[start GIVEN PASSAGE]
Supposing this procedure was supported in 8.2, I think this a bug in the 9.0 *-bootonly installation media.


----------



## bunnylover (Feb 10, 2012)

Have any of you had any success appending "bigraw" instead of "raw"?  I was having this exact problem until I changed the option to bigraw.  I will say that I'm using mfsBSD, therefore probably a much smaller image than those loading a copy of the distribution CD.  Just putting it out there, in case it helps someone.

http://www.syslinux.org/wiki/index.php/MEMDISK#Set_memory_access_method_.28raw.2C_bigraw.2C_int_.2C_safeint.29


----------



## wblock@ (Feb 11, 2012)

Just tried it in VirtualBox.  It gets to "Building the boot loader arguments", shows the spinner slash, and then stops with the CPU at 100%.


----------



## lory (Feb 13, 2012)

bunnylover said:
			
		

> Have any of you had any success appending "bigraw" instead of "raw"?  I was having this exact problem until I changed the option to bigraw.  I will say that I'm using mfsBSD, therefore probably a much smaller image than those loading a copy of the distribution CD.  Just putting it out there, in case it helps someone.
> 
> http://www.syslinux.org/wiki/index.php/MEMDISK#Set_memory_access_method_.28raw.2C_bigraw.2C_int_.2C_safeint.29



It tr*ies* to mountroot from CD, maybe 'nfsroot' doesn't read.


----------



## valuequest (Feb 13, 2012)

bunnylover said:
			
		

> Have any of you had any success appending "bigraw" instead of "raw"?



In my case passing the 'bigraw' option instead of the 'raw' option to memdisk does not seem make any difference... with both options I get the same stop that rhlampe posted above.

Is there perhaps some option that needs be entered at the loader command line?


----------



## da1 (Feb 14, 2012)

http://stefankonarski.de/content/freebsd-9-pxe-boot-und-bsdinstall-installieren in german, but quite easy to understand.


----------



## lory (Feb 14, 2012)

da1 said:
			
		

> http://stefankonarski.de/content/freebsd-9-pxe-boot-und-bsdinstall-installieren in german, but quite easy to understand.



Yes, but if you want to have 8.2 i386 and amd64 and 9.0 i386 and amd64 PXE boot for install.
[end GIVEN PASSAGE]
■ **TASK A**
Convert the lines of the records into a numbered list, omitting blank lines, starting at the line that contains "Can you see the woman's" and ending at the end of the records.
■ **TASK B**
Carry on the forum thread about PXE-booting FreeBSD installation media from the point at which it stops.
[start DATA LINES]
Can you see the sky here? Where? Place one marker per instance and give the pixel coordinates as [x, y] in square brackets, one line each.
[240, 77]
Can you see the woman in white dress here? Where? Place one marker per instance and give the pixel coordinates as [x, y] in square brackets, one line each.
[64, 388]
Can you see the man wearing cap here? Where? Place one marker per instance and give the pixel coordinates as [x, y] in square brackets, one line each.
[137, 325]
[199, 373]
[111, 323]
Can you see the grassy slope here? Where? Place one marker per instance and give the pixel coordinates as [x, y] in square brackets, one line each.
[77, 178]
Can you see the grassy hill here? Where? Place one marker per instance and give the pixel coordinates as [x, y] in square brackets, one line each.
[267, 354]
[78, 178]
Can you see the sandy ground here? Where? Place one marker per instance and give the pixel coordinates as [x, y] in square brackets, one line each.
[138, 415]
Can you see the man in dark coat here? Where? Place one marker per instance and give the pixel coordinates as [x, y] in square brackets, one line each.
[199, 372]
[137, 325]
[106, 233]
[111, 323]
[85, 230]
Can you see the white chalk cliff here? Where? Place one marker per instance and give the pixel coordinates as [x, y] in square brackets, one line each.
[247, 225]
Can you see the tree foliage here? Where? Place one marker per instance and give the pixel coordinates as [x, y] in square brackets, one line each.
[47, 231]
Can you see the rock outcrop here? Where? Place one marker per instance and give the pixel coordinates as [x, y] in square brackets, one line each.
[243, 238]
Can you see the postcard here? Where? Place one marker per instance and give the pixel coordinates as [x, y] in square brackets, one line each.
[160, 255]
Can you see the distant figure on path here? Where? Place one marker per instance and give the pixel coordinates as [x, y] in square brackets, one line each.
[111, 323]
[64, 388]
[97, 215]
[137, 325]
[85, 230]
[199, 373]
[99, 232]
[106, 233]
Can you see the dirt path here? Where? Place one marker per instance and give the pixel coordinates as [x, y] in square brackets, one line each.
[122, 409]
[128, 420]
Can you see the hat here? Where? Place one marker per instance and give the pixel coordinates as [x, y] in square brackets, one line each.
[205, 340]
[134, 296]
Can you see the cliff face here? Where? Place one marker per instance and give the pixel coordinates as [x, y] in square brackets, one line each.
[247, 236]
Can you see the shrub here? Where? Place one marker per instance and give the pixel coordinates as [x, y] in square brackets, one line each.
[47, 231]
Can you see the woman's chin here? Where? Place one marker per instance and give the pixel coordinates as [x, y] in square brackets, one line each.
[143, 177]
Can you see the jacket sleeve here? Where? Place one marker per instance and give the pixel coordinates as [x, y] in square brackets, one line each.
[end DATA LINES]
■ **EXPECTED ANSWER A**
1. Can you see the woman's chin here? Where? Place one marker per instance and give the pixel coordinates as [x, y] in square brackets, one line each.
2. [143, 177]
3. Can you see the jacket sleeve here? Where? Place one marker per instance and give the pixel coordinates as [x, y] in square brackets, one line each.

■ **EXPECTED ANSWER B**
You can only have one option root-path in DHCP server. Or every time you must change config and restart service.


----------



## honza801 (Feb 14, 2012)

lory said:
			
		

> Yes, but if you want to have 8.2 i386 and amd64 and 9.0 i386 and amd64 PXE boot for install.
> 
> You can only have one option root-path in DHCP server. Or every time you must change config and restart service.



*Y*ou can simply configure several different groups for the hosts in DHCP config.


----------



## honza801 (Feb 14, 2012)

da1 said:
			
		

> http://stefankonarski.de/content/freebsd-9-pxe-boot-und-bsdinstall-installieren in german, but quite easy to understand.



This tutorial also uses NFS root. I'm trying to install directly from bootonly iso via PXE


----------



## honza801 (Feb 14, 2012)

bunnylover said:
			
		

> Have any of you had any success appending "bigraw" instead of "raw"?  I was having this exact problem until I changed the option to bigraw.  I will say that I'm using mfsBSD, therefore probably a much smaller image than those loading a copy of the distribution CD.  Just putting it out there, in case it helps someone.
> 
> http://www.syslinux.org/wiki/index.php/MEMDISK#Set_memory_access_method_.28raw.2C_bigraw.2C_int_.2C_safeint.29



The "bigraw" option ain't working for me.


----------



## rhlampe (Feb 15, 2012)

bunnylover said:
			
		

> I will say that I'm using mfsBSD, therefore probably a much smaller image than those loading a copy of the distribution CD.  Just putting it out there, in case it helps someone.



Booting the mfsBSD ISO from syslinux works great!


----------



## Schorschi (Feb 27, 2012)

*Same issue for me as well*

Even after I added the following to loader.conf...

`echo 'vfs.root.mountfrom="ufs:/dev/md0"' >> /tmp/img/boot/loader.conf`

Where /tmp/img is path to my /dev/md0 disk image I later zip and use with PXE Linux based PXE/SysLinux/TFTP.

When the failure to find the /dev/md0 device as vfs.root.mountfrom returns error 19, and drops to the 'OK' prompt.  Listing the available boot devices, md0 does not exist.


----------



## brd@ (Mar 23, 2012)

I have a blog entry that addresses some of this:

http://blogs.freebsdish.org/brd/2012/03/23/pxe-booting-freebsd-9/

Sorry it does not address the use of syslinux, just the native FreeBSD tools.


----------



## maitre (May 4, 2012)

I can't even believe this ISO approach isn't the standard for most of you; once you go PXE, you simply do not go back to NFS!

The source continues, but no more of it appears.